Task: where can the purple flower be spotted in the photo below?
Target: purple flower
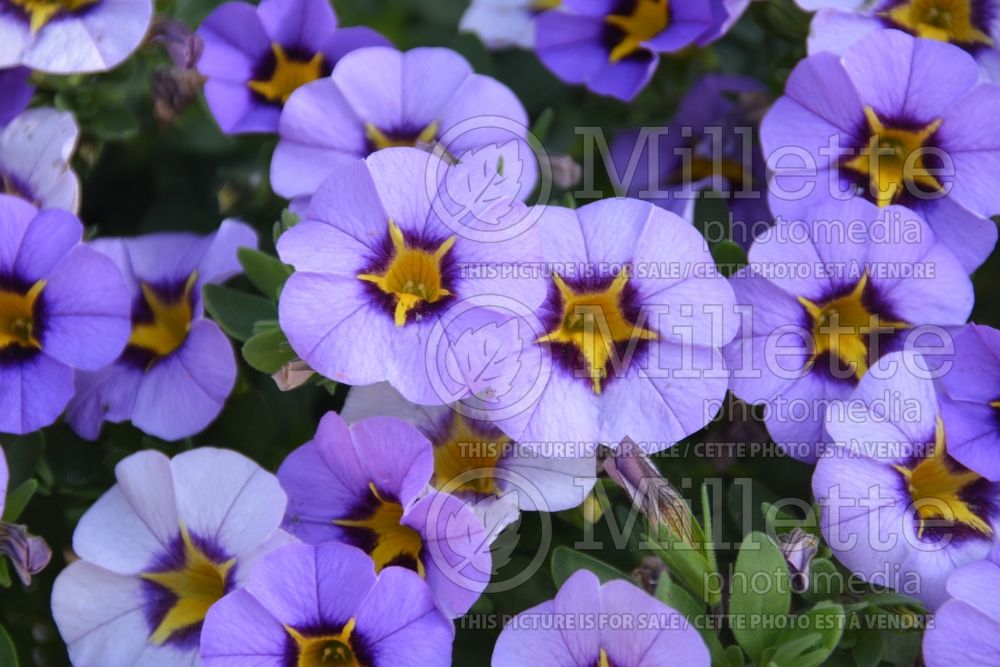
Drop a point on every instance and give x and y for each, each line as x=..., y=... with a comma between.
x=379, y=258
x=381, y=98
x=168, y=541
x=256, y=56
x=709, y=145
x=895, y=507
x=35, y=152
x=613, y=46
x=366, y=485
x=178, y=368
x=71, y=36
x=325, y=605
x=969, y=24
x=966, y=629
x=572, y=630
x=62, y=306
x=822, y=300
x=17, y=92
x=970, y=400
x=476, y=461
x=895, y=120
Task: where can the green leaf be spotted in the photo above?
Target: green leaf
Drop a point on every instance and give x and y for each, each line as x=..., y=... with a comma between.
x=760, y=593
x=268, y=351
x=566, y=561
x=235, y=311
x=18, y=499
x=266, y=272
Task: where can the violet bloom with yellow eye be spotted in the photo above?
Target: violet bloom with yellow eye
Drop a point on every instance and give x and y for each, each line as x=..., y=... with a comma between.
x=255, y=57
x=366, y=485
x=178, y=368
x=63, y=306
x=167, y=542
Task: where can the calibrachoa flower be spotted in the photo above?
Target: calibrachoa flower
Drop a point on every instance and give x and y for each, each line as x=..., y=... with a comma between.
x=365, y=485
x=71, y=36
x=375, y=265
x=709, y=145
x=895, y=507
x=969, y=24
x=646, y=632
x=632, y=327
x=256, y=56
x=62, y=306
x=309, y=606
x=476, y=461
x=895, y=120
x=168, y=541
x=613, y=47
x=970, y=400
x=822, y=300
x=35, y=152
x=966, y=629
x=178, y=368
x=381, y=98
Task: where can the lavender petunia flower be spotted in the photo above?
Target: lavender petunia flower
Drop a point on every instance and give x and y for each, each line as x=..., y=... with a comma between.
x=178, y=368
x=973, y=25
x=381, y=98
x=378, y=259
x=970, y=400
x=158, y=550
x=822, y=300
x=895, y=120
x=62, y=306
x=645, y=633
x=17, y=92
x=255, y=57
x=895, y=507
x=308, y=606
x=365, y=485
x=613, y=46
x=71, y=36
x=35, y=152
x=966, y=628
x=708, y=146
x=477, y=462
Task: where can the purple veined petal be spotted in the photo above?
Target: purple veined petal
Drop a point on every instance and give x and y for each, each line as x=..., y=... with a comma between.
x=184, y=392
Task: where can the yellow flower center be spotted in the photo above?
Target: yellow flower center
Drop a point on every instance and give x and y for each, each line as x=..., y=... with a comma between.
x=648, y=19
x=413, y=276
x=171, y=320
x=845, y=328
x=943, y=20
x=197, y=584
x=289, y=74
x=17, y=317
x=326, y=650
x=466, y=460
x=43, y=11
x=594, y=323
x=936, y=485
x=894, y=160
x=395, y=544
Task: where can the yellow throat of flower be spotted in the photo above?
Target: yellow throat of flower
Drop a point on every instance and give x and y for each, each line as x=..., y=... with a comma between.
x=594, y=323
x=647, y=20
x=289, y=75
x=197, y=584
x=943, y=20
x=894, y=160
x=844, y=327
x=413, y=276
x=936, y=485
x=17, y=317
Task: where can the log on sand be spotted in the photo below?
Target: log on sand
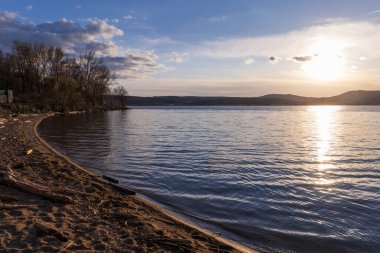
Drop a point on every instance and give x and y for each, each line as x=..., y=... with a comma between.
x=8, y=178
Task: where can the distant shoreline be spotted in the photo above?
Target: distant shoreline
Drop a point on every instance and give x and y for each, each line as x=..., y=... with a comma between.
x=348, y=98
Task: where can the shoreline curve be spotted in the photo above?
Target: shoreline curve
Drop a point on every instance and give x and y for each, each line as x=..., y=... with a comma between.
x=234, y=245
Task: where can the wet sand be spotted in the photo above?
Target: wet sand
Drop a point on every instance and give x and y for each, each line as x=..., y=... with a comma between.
x=76, y=210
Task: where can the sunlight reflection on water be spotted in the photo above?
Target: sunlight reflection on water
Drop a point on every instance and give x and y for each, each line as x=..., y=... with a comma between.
x=325, y=123
x=304, y=179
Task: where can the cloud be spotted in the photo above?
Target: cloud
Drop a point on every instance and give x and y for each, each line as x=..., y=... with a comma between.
x=354, y=38
x=134, y=64
x=373, y=12
x=128, y=17
x=176, y=57
x=216, y=19
x=76, y=39
x=273, y=60
x=249, y=61
x=7, y=16
x=303, y=58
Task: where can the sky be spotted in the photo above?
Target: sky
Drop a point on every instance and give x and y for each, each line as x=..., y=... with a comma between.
x=212, y=47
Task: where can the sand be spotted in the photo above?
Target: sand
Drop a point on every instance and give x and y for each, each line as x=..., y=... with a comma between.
x=97, y=218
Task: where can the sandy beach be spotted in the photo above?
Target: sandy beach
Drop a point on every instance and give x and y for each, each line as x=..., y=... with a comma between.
x=49, y=204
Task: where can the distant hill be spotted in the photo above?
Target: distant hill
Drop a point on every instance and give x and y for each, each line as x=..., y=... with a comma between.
x=349, y=98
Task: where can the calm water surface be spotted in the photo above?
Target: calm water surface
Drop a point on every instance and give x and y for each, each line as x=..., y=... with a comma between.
x=302, y=179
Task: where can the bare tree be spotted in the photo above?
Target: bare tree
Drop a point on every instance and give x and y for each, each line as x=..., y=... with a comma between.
x=121, y=94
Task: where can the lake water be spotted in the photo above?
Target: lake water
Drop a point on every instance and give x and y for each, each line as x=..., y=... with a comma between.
x=279, y=179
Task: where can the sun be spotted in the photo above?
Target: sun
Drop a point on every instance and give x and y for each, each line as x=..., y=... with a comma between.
x=327, y=61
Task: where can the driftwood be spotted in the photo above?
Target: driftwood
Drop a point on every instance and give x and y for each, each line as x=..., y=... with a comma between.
x=173, y=242
x=12, y=207
x=8, y=178
x=110, y=179
x=116, y=187
x=46, y=229
x=5, y=198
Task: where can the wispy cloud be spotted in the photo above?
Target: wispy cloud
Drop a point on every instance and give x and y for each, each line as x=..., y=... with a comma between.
x=249, y=61
x=176, y=57
x=373, y=12
x=217, y=19
x=355, y=38
x=75, y=39
x=128, y=17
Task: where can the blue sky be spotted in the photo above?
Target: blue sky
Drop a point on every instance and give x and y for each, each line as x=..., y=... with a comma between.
x=219, y=47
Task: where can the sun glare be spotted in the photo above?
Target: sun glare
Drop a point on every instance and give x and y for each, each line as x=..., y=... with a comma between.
x=327, y=62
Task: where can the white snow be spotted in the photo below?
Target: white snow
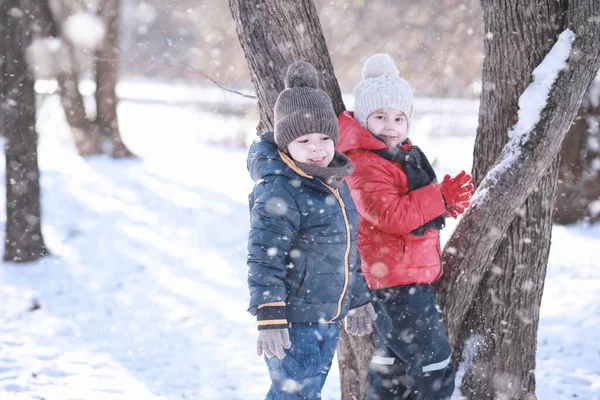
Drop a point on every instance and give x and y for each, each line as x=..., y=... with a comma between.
x=531, y=104
x=145, y=297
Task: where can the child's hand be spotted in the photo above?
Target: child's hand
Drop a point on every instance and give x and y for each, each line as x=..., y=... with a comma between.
x=456, y=190
x=359, y=319
x=273, y=342
x=456, y=209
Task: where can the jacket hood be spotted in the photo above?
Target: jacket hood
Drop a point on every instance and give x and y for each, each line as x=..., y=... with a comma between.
x=264, y=158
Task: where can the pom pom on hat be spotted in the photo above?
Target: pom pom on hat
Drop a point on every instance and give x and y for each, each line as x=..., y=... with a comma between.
x=379, y=64
x=302, y=108
x=382, y=87
x=301, y=74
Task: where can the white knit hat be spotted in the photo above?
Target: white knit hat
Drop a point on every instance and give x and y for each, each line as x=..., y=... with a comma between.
x=381, y=87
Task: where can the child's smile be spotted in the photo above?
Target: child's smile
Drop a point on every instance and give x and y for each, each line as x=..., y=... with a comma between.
x=389, y=124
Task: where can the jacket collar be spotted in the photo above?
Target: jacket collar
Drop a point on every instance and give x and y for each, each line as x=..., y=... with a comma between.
x=353, y=136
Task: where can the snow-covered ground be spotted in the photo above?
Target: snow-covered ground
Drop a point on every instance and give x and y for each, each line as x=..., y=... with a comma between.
x=144, y=296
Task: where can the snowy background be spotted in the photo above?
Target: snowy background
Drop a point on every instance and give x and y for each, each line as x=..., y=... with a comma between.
x=145, y=297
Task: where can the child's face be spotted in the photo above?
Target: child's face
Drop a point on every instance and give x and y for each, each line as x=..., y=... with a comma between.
x=314, y=148
x=389, y=124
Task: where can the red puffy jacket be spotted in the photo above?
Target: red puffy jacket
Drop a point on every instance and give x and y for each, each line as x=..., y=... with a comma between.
x=390, y=254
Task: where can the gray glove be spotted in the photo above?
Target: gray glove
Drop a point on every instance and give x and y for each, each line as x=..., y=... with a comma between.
x=272, y=342
x=358, y=321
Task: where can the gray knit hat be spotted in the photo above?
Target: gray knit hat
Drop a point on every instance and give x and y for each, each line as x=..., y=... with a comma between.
x=303, y=108
x=381, y=87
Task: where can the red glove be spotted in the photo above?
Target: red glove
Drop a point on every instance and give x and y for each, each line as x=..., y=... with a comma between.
x=455, y=210
x=457, y=189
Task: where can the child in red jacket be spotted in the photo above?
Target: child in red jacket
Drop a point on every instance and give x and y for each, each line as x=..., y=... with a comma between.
x=402, y=209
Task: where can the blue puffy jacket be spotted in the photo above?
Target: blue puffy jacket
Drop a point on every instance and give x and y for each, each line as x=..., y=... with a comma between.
x=303, y=242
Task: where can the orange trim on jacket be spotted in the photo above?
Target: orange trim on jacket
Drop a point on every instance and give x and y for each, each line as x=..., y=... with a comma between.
x=390, y=254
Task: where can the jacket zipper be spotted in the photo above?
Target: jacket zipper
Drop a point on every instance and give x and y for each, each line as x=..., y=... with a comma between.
x=336, y=193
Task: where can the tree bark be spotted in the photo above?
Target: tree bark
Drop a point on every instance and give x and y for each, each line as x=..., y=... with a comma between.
x=23, y=241
x=579, y=172
x=496, y=263
x=107, y=74
x=273, y=34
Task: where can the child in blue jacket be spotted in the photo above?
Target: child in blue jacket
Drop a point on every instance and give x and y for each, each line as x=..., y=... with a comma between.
x=304, y=267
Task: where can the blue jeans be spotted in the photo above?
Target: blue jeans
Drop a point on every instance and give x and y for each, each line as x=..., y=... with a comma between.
x=302, y=372
x=412, y=358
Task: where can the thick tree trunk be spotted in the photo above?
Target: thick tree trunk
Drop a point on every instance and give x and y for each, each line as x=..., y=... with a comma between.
x=273, y=34
x=23, y=240
x=84, y=131
x=495, y=272
x=579, y=174
x=107, y=74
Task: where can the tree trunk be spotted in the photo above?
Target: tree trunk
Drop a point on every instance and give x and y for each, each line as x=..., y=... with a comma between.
x=23, y=241
x=492, y=289
x=84, y=131
x=273, y=34
x=107, y=74
x=579, y=173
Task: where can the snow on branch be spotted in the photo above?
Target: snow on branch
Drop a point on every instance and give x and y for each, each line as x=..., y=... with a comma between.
x=531, y=104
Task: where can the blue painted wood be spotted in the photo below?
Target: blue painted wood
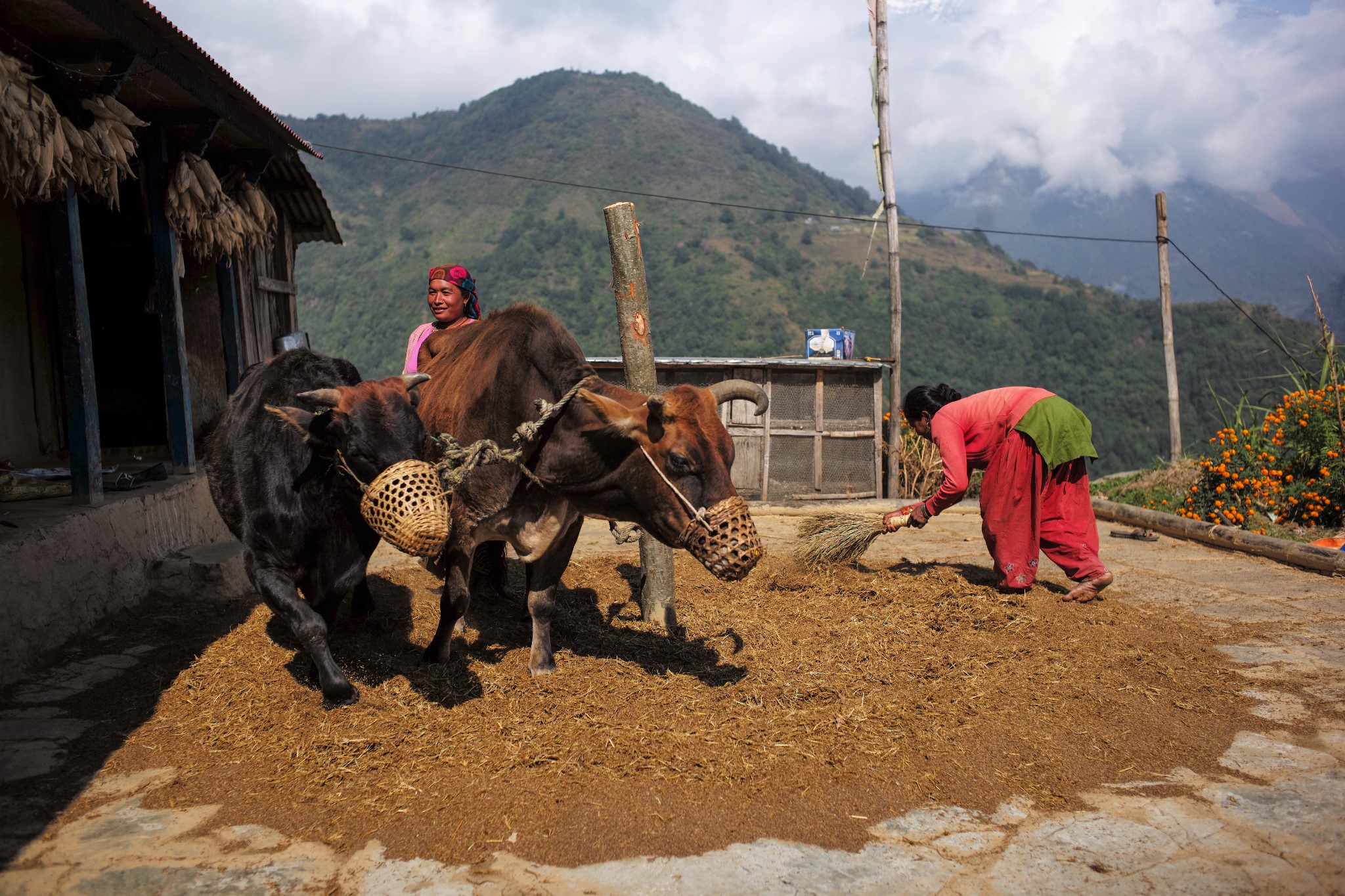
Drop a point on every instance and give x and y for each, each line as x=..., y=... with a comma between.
x=81, y=394
x=165, y=300
x=231, y=320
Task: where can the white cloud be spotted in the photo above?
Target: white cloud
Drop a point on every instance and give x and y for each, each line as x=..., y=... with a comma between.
x=1101, y=95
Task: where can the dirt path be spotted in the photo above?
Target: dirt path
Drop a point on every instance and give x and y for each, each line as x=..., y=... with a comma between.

◆ **THE EXERCISE**: Reproduce word for word the lines above, starting at the line with "Task: where can the dirt" and continuing through the last line, both included.

◆ **EXERCISE SOLUTION**:
Task: where can the dirt path be spotted in the photo above?
Target: dirt path
Drop a point on every instance and give x and y for each, each line as x=..., y=... with a comma between.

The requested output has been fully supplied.